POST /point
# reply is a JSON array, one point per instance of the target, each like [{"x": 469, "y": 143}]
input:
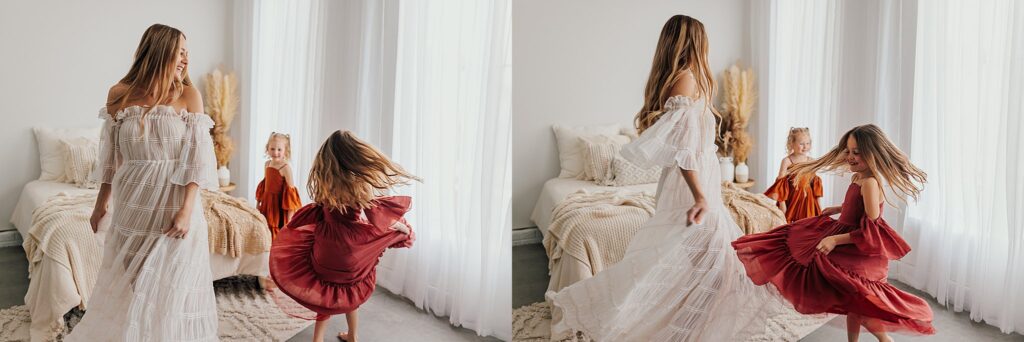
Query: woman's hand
[
  {"x": 826, "y": 245},
  {"x": 179, "y": 225},
  {"x": 695, "y": 214},
  {"x": 97, "y": 214},
  {"x": 398, "y": 225}
]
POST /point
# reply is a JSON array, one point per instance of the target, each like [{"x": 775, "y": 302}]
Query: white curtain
[
  {"x": 968, "y": 229},
  {"x": 284, "y": 67},
  {"x": 798, "y": 63},
  {"x": 452, "y": 127}
]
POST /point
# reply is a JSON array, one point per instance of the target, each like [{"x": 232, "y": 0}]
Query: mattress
[{"x": 558, "y": 188}]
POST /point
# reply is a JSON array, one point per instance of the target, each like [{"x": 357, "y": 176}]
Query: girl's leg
[
  {"x": 876, "y": 329},
  {"x": 353, "y": 322},
  {"x": 318, "y": 329},
  {"x": 852, "y": 327}
]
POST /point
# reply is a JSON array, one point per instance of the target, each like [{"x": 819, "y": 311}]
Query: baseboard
[
  {"x": 526, "y": 237},
  {"x": 10, "y": 239}
]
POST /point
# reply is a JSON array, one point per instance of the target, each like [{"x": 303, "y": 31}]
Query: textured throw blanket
[
  {"x": 236, "y": 227},
  {"x": 590, "y": 231},
  {"x": 65, "y": 255},
  {"x": 753, "y": 212}
]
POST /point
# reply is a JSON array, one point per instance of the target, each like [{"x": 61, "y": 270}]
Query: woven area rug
[
  {"x": 532, "y": 324},
  {"x": 247, "y": 313}
]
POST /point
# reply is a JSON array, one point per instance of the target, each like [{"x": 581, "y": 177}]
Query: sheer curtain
[
  {"x": 452, "y": 127},
  {"x": 283, "y": 52},
  {"x": 968, "y": 229},
  {"x": 799, "y": 66}
]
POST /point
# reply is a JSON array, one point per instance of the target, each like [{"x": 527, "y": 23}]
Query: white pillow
[
  {"x": 569, "y": 150},
  {"x": 50, "y": 152},
  {"x": 598, "y": 151},
  {"x": 629, "y": 131},
  {"x": 80, "y": 158},
  {"x": 627, "y": 173}
]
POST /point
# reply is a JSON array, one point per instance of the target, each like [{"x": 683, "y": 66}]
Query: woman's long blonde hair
[
  {"x": 883, "y": 158},
  {"x": 348, "y": 173},
  {"x": 682, "y": 47},
  {"x": 153, "y": 71}
]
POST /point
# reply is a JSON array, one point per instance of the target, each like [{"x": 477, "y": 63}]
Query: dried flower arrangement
[
  {"x": 737, "y": 105},
  {"x": 221, "y": 104}
]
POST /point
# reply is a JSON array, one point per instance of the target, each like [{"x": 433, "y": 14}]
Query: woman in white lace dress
[
  {"x": 155, "y": 282},
  {"x": 680, "y": 280}
]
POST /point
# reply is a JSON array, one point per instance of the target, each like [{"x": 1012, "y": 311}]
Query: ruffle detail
[
  {"x": 675, "y": 140},
  {"x": 110, "y": 154},
  {"x": 876, "y": 238}
]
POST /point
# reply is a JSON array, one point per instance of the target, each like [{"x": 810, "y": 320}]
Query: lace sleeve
[
  {"x": 110, "y": 154},
  {"x": 673, "y": 140}
]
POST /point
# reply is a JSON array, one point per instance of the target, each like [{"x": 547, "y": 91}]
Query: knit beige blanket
[
  {"x": 753, "y": 212},
  {"x": 591, "y": 231},
  {"x": 61, "y": 232},
  {"x": 236, "y": 227}
]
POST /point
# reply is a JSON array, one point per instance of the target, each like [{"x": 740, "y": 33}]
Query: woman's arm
[
  {"x": 871, "y": 194},
  {"x": 695, "y": 214},
  {"x": 99, "y": 210},
  {"x": 869, "y": 190},
  {"x": 179, "y": 224}
]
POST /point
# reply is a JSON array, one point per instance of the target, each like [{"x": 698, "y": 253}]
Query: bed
[
  {"x": 555, "y": 190},
  {"x": 54, "y": 288},
  {"x": 587, "y": 227}
]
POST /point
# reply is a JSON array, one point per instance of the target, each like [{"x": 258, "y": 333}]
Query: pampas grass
[
  {"x": 222, "y": 105},
  {"x": 737, "y": 103}
]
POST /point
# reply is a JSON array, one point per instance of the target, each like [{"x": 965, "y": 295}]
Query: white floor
[{"x": 529, "y": 271}]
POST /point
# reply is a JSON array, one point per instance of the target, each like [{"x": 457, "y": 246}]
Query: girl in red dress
[
  {"x": 824, "y": 265},
  {"x": 326, "y": 258},
  {"x": 798, "y": 202}
]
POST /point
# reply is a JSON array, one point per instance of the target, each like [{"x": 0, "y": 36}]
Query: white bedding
[
  {"x": 52, "y": 289},
  {"x": 37, "y": 191},
  {"x": 558, "y": 188}
]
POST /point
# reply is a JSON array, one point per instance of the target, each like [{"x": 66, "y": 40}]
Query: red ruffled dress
[
  {"x": 326, "y": 261},
  {"x": 850, "y": 280}
]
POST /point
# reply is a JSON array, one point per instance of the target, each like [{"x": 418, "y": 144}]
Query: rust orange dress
[
  {"x": 274, "y": 199},
  {"x": 801, "y": 201}
]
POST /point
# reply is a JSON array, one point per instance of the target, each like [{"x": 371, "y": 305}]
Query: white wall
[
  {"x": 59, "y": 58},
  {"x": 585, "y": 61}
]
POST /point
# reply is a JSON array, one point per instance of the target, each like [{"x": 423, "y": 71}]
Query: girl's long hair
[
  {"x": 153, "y": 71},
  {"x": 682, "y": 47},
  {"x": 348, "y": 173},
  {"x": 883, "y": 158}
]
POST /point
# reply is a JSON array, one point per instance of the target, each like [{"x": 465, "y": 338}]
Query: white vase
[
  {"x": 742, "y": 173},
  {"x": 224, "y": 176},
  {"x": 728, "y": 170}
]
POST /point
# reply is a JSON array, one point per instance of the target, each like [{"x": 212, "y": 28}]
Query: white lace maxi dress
[
  {"x": 152, "y": 287},
  {"x": 676, "y": 283}
]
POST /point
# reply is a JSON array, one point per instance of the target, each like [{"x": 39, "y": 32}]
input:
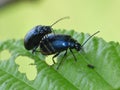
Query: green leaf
[{"x": 71, "y": 75}]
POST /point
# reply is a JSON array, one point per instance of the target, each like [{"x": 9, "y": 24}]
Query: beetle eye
[{"x": 78, "y": 46}]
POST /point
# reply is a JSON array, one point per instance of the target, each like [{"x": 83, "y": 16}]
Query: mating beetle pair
[{"x": 51, "y": 43}]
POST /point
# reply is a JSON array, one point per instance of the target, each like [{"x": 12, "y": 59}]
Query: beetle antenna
[
  {"x": 89, "y": 38},
  {"x": 67, "y": 17}
]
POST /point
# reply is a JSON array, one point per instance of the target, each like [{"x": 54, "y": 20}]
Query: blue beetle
[
  {"x": 55, "y": 44},
  {"x": 34, "y": 36}
]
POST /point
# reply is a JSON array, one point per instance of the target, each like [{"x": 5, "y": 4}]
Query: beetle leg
[
  {"x": 55, "y": 56},
  {"x": 62, "y": 59},
  {"x": 34, "y": 50},
  {"x": 73, "y": 55}
]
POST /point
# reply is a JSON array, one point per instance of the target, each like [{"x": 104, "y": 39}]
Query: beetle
[
  {"x": 34, "y": 36},
  {"x": 55, "y": 44}
]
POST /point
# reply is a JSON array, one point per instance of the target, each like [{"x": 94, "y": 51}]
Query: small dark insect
[
  {"x": 90, "y": 66},
  {"x": 55, "y": 44},
  {"x": 34, "y": 36}
]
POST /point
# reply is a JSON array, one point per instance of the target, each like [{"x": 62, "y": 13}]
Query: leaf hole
[
  {"x": 27, "y": 66},
  {"x": 5, "y": 55}
]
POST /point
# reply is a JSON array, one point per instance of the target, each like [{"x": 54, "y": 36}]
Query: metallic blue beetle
[
  {"x": 55, "y": 44},
  {"x": 34, "y": 36}
]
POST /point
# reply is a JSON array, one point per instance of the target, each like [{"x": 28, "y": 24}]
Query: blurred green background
[{"x": 18, "y": 16}]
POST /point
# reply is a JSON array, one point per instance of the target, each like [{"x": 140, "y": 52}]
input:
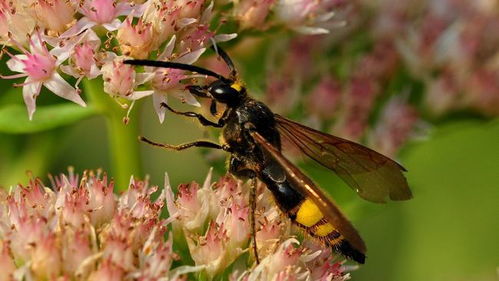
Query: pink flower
[
  {"x": 54, "y": 15},
  {"x": 103, "y": 13},
  {"x": 6, "y": 262},
  {"x": 166, "y": 81},
  {"x": 395, "y": 126},
  {"x": 252, "y": 13},
  {"x": 40, "y": 67},
  {"x": 358, "y": 102},
  {"x": 325, "y": 98},
  {"x": 76, "y": 248},
  {"x": 107, "y": 271},
  {"x": 120, "y": 79},
  {"x": 135, "y": 40},
  {"x": 210, "y": 250},
  {"x": 83, "y": 58},
  {"x": 304, "y": 16},
  {"x": 46, "y": 262}
]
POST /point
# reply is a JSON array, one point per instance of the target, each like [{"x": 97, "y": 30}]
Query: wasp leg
[
  {"x": 205, "y": 144},
  {"x": 252, "y": 202},
  {"x": 198, "y": 91},
  {"x": 201, "y": 118}
]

_____

Count the lines of the listing above that contain the string "beetle", and give only the number.

7